## Your assignment
Print the records exactly. Miss nothing.

## Source data

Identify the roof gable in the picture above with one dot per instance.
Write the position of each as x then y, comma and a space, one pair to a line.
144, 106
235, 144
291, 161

## The answer
Identify the roof gable in the picture above with one dot per instance.
Write the position of each as x then y, comma and a space, one pair to a line.
144, 106
235, 144
291, 161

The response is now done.